## Given request
Give the data again, word for word.
____ Dataset
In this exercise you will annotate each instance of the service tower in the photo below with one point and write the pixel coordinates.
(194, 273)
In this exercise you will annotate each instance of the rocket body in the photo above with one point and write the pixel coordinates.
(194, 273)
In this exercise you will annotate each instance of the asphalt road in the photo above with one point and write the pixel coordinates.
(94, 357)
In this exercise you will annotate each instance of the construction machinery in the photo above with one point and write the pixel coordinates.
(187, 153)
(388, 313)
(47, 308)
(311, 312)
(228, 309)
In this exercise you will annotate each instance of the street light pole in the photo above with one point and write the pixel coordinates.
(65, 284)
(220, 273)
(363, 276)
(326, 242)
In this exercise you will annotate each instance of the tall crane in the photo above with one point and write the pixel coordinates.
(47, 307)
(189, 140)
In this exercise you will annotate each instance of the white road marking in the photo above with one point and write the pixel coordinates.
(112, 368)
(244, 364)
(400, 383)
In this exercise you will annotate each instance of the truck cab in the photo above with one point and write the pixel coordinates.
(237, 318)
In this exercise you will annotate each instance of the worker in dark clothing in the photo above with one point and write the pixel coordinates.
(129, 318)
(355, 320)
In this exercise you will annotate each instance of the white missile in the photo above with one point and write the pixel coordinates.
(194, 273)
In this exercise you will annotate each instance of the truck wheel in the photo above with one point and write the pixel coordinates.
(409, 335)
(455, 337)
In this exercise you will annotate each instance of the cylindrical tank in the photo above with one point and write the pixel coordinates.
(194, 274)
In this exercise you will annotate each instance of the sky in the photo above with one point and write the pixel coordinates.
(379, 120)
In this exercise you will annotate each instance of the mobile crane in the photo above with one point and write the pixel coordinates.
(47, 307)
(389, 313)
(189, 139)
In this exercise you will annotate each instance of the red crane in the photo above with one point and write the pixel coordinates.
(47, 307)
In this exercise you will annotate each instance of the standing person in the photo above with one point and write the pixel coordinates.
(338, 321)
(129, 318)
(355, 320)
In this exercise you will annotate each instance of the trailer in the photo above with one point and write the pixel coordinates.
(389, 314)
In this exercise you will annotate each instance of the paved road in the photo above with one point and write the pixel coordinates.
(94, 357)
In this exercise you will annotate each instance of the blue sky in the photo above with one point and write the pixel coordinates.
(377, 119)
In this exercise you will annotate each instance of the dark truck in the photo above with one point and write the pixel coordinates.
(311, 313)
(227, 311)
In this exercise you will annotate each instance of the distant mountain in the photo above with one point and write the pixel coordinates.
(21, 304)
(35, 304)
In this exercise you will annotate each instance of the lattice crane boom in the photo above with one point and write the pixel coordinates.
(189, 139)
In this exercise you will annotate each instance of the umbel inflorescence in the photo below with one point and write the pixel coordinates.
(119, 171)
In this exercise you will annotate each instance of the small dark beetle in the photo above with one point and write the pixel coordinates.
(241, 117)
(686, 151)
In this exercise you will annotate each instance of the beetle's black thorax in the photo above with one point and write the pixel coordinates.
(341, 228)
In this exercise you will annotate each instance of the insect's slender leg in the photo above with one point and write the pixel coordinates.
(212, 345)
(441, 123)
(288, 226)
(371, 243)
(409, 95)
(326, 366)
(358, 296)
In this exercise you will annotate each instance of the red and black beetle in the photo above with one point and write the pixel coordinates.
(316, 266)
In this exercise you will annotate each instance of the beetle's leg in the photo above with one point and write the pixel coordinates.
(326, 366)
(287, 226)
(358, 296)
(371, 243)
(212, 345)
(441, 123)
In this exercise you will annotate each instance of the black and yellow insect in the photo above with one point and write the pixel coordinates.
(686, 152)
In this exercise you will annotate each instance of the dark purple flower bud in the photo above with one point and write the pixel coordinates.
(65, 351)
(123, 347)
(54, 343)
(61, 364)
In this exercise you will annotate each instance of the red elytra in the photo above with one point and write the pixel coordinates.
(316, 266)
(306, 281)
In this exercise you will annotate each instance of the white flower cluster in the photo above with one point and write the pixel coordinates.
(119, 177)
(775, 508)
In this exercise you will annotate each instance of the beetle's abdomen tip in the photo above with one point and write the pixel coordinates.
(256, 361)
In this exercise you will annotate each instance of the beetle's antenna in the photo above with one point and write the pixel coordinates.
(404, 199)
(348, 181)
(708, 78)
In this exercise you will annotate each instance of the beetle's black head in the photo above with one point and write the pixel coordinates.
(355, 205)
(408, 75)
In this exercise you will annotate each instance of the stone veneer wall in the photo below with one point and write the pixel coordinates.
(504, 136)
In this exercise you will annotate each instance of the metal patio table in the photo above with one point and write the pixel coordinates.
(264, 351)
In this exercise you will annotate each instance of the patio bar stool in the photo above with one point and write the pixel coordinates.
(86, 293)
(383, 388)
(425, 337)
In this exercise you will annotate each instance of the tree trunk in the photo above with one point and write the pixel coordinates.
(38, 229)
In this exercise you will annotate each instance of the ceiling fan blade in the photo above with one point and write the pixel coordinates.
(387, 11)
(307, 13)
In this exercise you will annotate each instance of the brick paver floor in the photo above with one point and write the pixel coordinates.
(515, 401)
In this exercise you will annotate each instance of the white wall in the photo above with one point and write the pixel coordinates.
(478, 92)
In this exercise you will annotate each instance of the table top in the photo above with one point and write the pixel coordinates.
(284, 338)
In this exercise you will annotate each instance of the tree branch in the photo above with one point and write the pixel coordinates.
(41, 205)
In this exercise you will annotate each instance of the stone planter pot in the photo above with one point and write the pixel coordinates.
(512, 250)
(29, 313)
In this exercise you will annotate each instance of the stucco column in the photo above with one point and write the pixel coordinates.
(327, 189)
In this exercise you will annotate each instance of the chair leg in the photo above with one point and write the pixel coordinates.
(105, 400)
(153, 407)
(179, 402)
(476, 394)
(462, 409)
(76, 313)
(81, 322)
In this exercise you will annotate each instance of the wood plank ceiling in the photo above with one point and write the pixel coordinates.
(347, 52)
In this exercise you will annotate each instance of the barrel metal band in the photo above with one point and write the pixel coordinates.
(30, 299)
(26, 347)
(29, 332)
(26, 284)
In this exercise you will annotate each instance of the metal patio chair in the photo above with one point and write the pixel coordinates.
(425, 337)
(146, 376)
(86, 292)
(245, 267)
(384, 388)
________
## Worked answer
In this exercise you will annotate each instance of the service tower in the photo below with one point and write the pixel coordinates.
(194, 273)
In this exercise you will annotate each instance of the rocket body in the photo above with one point and write the pixel coordinates.
(194, 273)
In this exercise you will annotate each instance of the asphalt road in the photo above with one point and write the pixel coordinates.
(94, 357)
In this exercise you will annotate each instance of the construction machinery in the photo above with one point and write the pixel coordinates.
(187, 153)
(388, 313)
(47, 308)
(311, 312)
(228, 309)
In this exercise you will annotate each instance of the street light pole in the photo above with one point and write the pixel coordinates.
(65, 284)
(220, 273)
(363, 276)
(326, 242)
In this exercise you will annotate each instance of the tall crane in the photo above with one point and write the pixel coordinates.
(47, 307)
(189, 140)
In this exercise you will annotate each instance of the white road marking in the photo above with one point and write the pixel coordinates.
(112, 368)
(244, 364)
(400, 383)
In this exercise you will annotate each instance of the truck cab in the photo above with one point and write the pixel coordinates.
(237, 318)
In this exercise you will annotate each instance of the worker in dark clothing in the photo above with one point and write the pixel coordinates.
(129, 318)
(355, 320)
In this exercise you will annotate each instance of the white missile in the photo above with one point and write the pixel coordinates.
(194, 273)
In this exercise you will annotate each instance of the truck wheel in the photo above with one point and write the pixel coordinates.
(409, 335)
(455, 337)
In this exercise you will annotate each instance of the cylindrical tank in the photo above with one point and write the pixel coordinates.
(194, 274)
In this exercise you will annotate each instance of the sky in the photo above with one point and write the pixel coordinates.
(379, 120)
In this exercise you will annotate each instance of the mobile crane in the photo above with one point and write the pixel coordinates.
(47, 307)
(389, 313)
(189, 139)
In this exercise you will annotate each instance of the red crane in the photo above with one point and write the pixel coordinates.
(47, 307)
In this exercise you will annotate each instance of the standing person in the photo above with one point and write the pixel coordinates.
(338, 321)
(129, 318)
(355, 320)
In this exercise you will annotate each instance of the trailer in the photo above with one point and write the pixel coordinates.
(389, 314)
In this exercise you will annotate each instance of the paved road in the photo above with one point and write the pixel coordinates.
(94, 357)
In this exercise you will annotate each instance of the blue sky in the photo above with one point and write the pixel coordinates.
(377, 119)
In this exercise you will annotate each instance of the dark truck in the photo above with one point and write the pixel coordinates.
(311, 313)
(227, 311)
In this exercise you will annotate each instance of the distant mountain in the photo above with one point and write the pixel coordinates.
(21, 304)
(35, 304)
In this exercise you will annotate each instance of the lattice crane boom in the photo above with one point and write the pixel coordinates.
(189, 139)
In this exercise you will annotate each instance of the umbel inflorescence in the photo below with one point and write the pixel coordinates.
(119, 171)
In this exercise you will annotate each instance of the small dark beetle in the photo above with one point and write the pixel coordinates.
(241, 117)
(686, 151)
In this exercise you will annotate each instance of the beetle's black thorax in the photo above with one point and write the pixel coordinates.
(341, 228)
In this exercise you will annotate each instance of the insect's slender leg in the photo above with one point and write the pixel coordinates.
(212, 345)
(441, 123)
(288, 226)
(371, 243)
(409, 95)
(326, 366)
(358, 296)
In this exercise you will annotate each instance of the red and black beetle in the photo above with one point and write the pixel coordinates.
(316, 266)
In this exercise you will annotate each instance of the beetle's leg in the photo above with one point and write the pixel coordinates.
(326, 366)
(287, 226)
(358, 296)
(371, 243)
(212, 345)
(441, 123)
In this exercise you will annotate each instance of the black and yellow insect in the photo above with one point and write the pixel coordinates.
(686, 152)
In this exercise you will annotate each instance of the dark purple flower bud in the photo above with one point and write the pixel coordinates.
(65, 351)
(123, 347)
(54, 343)
(61, 364)
In this exercise you will annotate each instance of the red elytra in the photo above with one point and write the pixel coordinates.
(316, 266)
(306, 281)
In this exercise you will annotate each instance of the white flower cluster in the photo above with one point and write the pixel coordinates.
(119, 177)
(775, 508)
In this exercise you will annotate each instance of the beetle's abdomen tip in the photo above with one point and write the pixel coordinates.
(256, 361)
In this exercise you will annotate each instance of the beetle's antenna in the photo above with one point and write the pixel coordinates.
(404, 199)
(348, 181)
(708, 78)
In this exercise you will annotate each instance of the beetle's black head in the photo above with one point and write the pixel coordinates.
(355, 205)
(408, 75)
In this exercise you will annotate each instance of the stone veneer wall in the photo below with one point and write the pixel coordinates.
(504, 136)
In this exercise you will annotate each instance of the metal patio table in the photo above with one point and write the pixel coordinates.
(264, 351)
In this exercise you will annotate each instance of the patio bar stool in the photo above with one point and write the pixel coordinates.
(86, 293)
(383, 388)
(425, 337)
In this exercise you will annotate each instance of the tree trunk in the photo above with one point and write the pixel coordinates.
(38, 229)
In this exercise you will annotate each instance of the ceiling fan blade in the photo above with one point and write the pixel coordinates.
(387, 11)
(307, 13)
In this exercise you will annotate each instance of the brick paver floor in the photo above with one point and write the pixel coordinates.
(515, 401)
In this exercise you will annotate each instance of the white wall in the photo above with one point and write the pixel coordinates.
(478, 92)
In this exercise you will annotate each instance of the table top in the photo above with one point and write the pixel coordinates.
(284, 338)
In this exercise you will annotate each instance of the tree branch in the photo above with one point and write the pixel coordinates.
(41, 205)
In this exercise you will annotate each instance of the stone planter pot in the photo above with one point and write the pixel coordinates.
(512, 250)
(29, 313)
In this exercise you will annotate each instance of the stucco column in the photo above with one point and write the pixel coordinates.
(327, 189)
In this exercise you will annotate each instance of the chair leg in the photo above with one point and write the pixel coordinates.
(105, 400)
(153, 407)
(179, 402)
(476, 394)
(462, 409)
(76, 313)
(81, 322)
In this exercise you will annotate each instance of the wood plank ceiling in the photo above with one point and write the pixel coordinates.
(347, 52)
In this exercise you will annotate each instance of the barrel metal band in the photo above with one point and write the pixel coordinates.
(30, 299)
(26, 347)
(29, 332)
(26, 284)
In this exercise you will annotate each instance of the metal patio chair in the photo above with one point and write the pixel coordinates.
(425, 337)
(146, 376)
(86, 292)
(245, 267)
(384, 388)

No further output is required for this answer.